Information provided
※ ※ ※

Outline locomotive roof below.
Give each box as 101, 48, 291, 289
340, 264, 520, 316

※ ※ ※

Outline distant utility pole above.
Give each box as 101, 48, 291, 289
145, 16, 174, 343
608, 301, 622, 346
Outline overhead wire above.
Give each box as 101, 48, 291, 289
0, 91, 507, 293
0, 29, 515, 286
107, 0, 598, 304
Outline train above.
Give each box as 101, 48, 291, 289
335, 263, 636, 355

※ ※ ※

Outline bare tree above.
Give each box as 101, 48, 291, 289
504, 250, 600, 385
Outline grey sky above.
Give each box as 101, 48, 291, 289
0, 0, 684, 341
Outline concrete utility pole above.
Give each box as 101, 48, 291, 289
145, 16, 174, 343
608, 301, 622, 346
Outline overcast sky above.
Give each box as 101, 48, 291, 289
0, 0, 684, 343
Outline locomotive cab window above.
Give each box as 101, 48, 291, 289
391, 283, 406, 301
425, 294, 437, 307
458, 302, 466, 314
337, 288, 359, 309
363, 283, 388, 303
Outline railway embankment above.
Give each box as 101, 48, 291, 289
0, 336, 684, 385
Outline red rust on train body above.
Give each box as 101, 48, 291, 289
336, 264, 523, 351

※ ※ ※

Set exercise
Reproduce verbatim the lines from the one containing "Outline locomotive roof below." through the one containing "340, 264, 520, 316", including both of those lines.

Response to the exercise
Outline locomotive roof below.
Give each box as 101, 48, 291, 289
340, 264, 520, 316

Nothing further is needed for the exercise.